Gather every line of the items that contains the string "fence", and copy each one in full. Treat uppercase and lowercase as distinct when matching.

— Begin Record set —

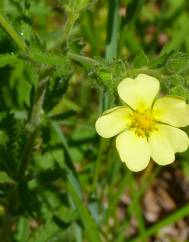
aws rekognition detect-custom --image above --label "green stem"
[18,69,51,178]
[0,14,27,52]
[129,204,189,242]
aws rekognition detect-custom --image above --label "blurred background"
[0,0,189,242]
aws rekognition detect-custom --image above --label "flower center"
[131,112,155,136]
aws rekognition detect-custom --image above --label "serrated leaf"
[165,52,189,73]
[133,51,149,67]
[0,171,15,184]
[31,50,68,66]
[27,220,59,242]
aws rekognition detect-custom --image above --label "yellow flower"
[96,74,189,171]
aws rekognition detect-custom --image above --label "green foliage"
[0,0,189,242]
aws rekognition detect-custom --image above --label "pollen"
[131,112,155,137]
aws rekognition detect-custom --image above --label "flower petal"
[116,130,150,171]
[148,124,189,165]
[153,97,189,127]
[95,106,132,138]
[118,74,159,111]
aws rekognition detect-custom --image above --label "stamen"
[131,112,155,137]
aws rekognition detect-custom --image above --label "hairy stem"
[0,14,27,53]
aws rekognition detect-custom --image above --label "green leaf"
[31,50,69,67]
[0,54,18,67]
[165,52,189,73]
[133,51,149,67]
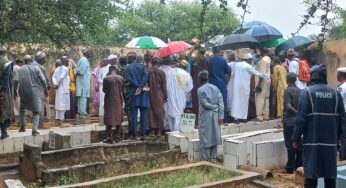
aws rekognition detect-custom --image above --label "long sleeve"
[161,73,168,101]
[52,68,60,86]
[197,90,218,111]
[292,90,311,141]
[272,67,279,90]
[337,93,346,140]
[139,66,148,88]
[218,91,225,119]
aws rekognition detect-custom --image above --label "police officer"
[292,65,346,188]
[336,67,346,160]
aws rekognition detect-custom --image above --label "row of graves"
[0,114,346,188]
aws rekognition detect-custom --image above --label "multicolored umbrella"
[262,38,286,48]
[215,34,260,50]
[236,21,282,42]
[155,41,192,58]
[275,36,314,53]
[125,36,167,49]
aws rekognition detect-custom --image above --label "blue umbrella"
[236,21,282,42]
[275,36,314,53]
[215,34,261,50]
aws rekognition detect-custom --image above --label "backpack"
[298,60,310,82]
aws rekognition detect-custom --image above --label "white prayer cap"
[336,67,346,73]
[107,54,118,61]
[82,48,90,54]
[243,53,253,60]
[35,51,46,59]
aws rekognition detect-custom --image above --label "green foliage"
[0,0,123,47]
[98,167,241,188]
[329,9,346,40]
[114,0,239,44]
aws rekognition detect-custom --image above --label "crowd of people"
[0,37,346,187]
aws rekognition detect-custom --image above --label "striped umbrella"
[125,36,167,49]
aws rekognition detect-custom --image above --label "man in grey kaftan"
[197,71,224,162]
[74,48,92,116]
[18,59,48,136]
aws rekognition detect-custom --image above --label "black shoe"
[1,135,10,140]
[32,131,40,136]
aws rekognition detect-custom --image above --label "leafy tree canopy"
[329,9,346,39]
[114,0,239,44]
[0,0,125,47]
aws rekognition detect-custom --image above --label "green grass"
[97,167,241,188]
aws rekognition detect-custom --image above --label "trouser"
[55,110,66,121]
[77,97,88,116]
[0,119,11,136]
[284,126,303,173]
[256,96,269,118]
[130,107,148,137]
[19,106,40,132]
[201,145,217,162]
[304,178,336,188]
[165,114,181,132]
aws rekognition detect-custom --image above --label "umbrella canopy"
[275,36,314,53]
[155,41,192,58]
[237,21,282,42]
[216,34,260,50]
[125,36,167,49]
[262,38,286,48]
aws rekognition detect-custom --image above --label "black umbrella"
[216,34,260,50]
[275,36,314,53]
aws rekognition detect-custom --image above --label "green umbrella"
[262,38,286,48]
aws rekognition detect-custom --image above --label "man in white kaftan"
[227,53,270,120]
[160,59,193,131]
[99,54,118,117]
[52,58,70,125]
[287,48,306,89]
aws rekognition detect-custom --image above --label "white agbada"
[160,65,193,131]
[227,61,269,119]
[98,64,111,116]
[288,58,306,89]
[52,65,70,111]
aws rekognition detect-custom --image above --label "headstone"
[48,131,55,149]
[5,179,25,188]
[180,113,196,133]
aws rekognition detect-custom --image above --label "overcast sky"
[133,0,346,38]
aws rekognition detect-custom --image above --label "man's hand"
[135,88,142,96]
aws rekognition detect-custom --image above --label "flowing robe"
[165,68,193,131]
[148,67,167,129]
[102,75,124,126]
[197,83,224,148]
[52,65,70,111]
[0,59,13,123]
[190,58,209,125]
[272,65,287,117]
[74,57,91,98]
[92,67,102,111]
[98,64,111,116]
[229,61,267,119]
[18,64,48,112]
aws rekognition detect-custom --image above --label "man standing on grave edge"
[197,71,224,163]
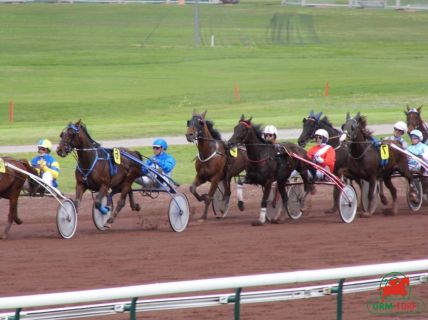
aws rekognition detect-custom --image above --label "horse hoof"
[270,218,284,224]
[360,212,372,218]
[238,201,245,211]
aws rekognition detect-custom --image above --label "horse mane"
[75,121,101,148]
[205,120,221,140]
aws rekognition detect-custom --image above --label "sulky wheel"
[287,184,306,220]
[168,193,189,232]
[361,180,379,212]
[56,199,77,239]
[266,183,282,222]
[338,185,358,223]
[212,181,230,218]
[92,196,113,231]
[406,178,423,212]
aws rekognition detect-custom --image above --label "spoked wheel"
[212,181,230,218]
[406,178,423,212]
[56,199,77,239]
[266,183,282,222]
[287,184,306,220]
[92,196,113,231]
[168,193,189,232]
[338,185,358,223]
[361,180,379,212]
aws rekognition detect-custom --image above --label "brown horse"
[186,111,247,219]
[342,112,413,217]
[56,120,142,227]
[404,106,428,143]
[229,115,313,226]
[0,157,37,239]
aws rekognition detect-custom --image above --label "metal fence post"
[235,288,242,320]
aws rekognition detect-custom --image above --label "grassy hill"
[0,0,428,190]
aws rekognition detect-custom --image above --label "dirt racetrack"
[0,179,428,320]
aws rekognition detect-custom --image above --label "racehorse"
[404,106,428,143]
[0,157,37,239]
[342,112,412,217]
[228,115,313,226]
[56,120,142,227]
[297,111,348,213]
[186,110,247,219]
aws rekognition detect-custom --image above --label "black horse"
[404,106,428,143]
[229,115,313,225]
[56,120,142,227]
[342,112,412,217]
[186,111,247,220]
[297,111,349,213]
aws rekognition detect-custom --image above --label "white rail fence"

— End Record set —
— Begin Record set —

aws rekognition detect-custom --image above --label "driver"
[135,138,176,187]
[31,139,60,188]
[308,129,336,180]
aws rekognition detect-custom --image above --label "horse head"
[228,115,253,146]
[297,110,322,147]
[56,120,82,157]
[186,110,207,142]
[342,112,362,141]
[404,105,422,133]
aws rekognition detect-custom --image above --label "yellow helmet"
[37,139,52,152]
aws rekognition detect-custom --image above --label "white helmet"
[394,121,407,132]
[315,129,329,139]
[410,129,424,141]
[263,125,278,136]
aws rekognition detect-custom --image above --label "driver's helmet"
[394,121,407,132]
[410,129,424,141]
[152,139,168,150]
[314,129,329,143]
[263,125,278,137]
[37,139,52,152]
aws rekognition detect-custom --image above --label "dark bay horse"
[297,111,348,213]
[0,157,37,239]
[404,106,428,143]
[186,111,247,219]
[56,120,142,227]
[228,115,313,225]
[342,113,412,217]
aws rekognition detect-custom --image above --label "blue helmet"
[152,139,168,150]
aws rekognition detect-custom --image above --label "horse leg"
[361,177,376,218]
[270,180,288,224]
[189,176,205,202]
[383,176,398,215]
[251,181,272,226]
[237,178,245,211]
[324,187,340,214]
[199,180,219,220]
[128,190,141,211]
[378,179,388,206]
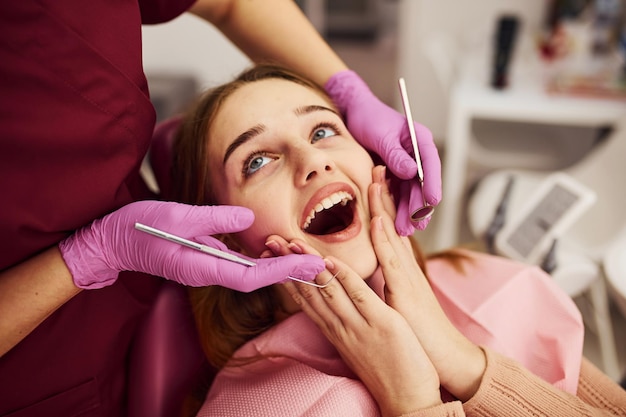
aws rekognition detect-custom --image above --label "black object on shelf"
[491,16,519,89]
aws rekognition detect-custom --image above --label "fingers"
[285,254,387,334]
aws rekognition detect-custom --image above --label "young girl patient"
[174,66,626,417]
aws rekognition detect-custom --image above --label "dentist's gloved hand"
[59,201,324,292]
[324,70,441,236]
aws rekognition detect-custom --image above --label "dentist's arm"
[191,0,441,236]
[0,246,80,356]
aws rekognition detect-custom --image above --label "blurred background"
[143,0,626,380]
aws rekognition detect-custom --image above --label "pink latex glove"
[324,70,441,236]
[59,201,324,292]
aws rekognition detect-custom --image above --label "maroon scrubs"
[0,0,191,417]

— End Record set —
— Begin Record set —

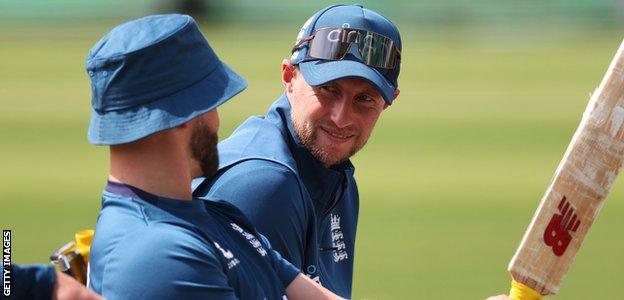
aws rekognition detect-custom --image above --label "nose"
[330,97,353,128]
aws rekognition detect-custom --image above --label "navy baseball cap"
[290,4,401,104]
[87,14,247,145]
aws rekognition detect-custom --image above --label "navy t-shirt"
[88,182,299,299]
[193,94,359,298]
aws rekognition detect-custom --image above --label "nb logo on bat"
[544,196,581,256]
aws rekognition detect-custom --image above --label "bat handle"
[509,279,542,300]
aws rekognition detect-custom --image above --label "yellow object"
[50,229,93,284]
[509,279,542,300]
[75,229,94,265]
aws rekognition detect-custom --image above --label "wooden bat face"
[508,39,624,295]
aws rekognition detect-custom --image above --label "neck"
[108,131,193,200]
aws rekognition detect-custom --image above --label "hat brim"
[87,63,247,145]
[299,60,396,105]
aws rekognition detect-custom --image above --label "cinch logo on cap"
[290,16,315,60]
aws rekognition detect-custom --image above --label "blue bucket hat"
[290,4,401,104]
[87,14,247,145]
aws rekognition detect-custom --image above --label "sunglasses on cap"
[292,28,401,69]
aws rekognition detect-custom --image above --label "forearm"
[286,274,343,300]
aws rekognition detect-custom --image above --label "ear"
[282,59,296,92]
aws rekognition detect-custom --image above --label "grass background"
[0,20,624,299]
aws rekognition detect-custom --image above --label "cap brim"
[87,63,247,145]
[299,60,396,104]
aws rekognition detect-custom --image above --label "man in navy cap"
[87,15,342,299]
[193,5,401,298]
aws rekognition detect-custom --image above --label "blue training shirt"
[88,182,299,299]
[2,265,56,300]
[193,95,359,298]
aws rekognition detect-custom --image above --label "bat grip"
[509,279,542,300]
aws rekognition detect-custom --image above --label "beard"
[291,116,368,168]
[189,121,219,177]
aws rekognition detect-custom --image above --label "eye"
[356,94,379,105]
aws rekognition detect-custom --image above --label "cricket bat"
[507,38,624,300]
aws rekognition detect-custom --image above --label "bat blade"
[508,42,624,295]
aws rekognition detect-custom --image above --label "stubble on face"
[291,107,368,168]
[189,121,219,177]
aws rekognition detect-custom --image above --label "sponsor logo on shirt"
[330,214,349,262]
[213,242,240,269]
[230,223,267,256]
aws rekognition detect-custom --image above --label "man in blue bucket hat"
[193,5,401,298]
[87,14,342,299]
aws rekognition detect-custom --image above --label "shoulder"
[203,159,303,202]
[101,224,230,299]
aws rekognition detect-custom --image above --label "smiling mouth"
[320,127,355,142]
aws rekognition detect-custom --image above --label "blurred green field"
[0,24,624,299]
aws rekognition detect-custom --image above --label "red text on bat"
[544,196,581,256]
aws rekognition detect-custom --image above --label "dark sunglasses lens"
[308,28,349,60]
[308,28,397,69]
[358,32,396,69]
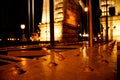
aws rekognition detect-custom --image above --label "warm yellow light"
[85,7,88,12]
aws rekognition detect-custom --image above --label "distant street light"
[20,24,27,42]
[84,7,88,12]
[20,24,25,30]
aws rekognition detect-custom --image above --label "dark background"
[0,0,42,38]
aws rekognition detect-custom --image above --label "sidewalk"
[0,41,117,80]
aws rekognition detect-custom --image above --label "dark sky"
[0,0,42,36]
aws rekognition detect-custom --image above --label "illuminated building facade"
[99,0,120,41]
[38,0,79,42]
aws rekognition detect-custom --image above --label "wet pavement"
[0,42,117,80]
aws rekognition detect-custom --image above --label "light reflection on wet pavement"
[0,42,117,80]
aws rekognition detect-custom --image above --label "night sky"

— End Record set —

The output →
aws rekognition detect-custom --image above --label "metal fence post"
aws rekognition detect-custom --image above --label "white rail fence"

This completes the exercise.